(Records taken from a collection)
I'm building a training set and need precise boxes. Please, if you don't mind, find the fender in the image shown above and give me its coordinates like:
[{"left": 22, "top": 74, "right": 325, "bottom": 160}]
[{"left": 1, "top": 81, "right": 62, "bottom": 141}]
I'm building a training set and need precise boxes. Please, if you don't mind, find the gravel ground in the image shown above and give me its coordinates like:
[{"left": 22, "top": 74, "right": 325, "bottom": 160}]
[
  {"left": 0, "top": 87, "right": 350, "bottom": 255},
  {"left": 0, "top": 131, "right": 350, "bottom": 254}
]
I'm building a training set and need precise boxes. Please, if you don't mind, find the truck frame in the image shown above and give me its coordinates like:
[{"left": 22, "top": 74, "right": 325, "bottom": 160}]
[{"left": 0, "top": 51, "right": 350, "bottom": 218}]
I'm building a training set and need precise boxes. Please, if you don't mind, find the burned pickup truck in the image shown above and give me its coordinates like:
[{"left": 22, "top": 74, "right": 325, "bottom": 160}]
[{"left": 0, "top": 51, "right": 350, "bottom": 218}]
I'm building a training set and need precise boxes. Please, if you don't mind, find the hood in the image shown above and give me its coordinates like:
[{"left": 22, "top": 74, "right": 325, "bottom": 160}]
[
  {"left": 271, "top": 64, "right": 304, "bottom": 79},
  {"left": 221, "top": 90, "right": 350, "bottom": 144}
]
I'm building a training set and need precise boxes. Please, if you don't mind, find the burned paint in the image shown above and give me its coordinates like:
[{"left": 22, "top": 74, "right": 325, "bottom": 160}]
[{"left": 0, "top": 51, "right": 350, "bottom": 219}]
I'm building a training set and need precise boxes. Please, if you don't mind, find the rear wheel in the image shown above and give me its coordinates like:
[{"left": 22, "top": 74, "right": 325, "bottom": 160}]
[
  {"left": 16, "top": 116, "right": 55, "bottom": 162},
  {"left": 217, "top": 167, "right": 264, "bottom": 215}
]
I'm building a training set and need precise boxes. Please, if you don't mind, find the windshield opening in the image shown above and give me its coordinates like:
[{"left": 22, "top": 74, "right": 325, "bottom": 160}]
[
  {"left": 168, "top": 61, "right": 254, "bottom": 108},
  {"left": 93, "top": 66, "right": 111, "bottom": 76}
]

Given request: Write out again every line from the one with "find the hood" through the end of the records, requests included. Multiply each box coordinate in the answers by 2.1 and round to whole numbers, halves up, leaving the requests and their sample coordinates unchanged.

Task answer:
I'm building a training set and need precise boxes. Please, if you don't mind, find the hood in the image shown above and give me its coordinates like:
[{"left": 22, "top": 74, "right": 325, "bottom": 160}]
[
  {"left": 569, "top": 134, "right": 638, "bottom": 166},
  {"left": 464, "top": 189, "right": 735, "bottom": 302}
]
I'm building a training set and need precise boxes. Please, if you don't mind, find the burned paint in the image shown above and give me its coordinates like:
[{"left": 22, "top": 74, "right": 325, "bottom": 160}]
[{"left": 0, "top": 107, "right": 735, "bottom": 460}]
I'm building a training set and need precise boxes. Please, if you don't mind, find the rear wheel in the image shown above and give me its coordinates like:
[{"left": 22, "top": 74, "right": 325, "bottom": 160}]
[
  {"left": 34, "top": 244, "right": 116, "bottom": 340},
  {"left": 456, "top": 351, "right": 554, "bottom": 452}
]
I'm building a training set and need precise boxes. Please, if you don't mind, find the windshield opening in the image shown above and give me its coordinates like:
[{"left": 22, "top": 74, "right": 325, "bottom": 160}]
[
  {"left": 353, "top": 128, "right": 533, "bottom": 227},
  {"left": 195, "top": 139, "right": 233, "bottom": 160}
]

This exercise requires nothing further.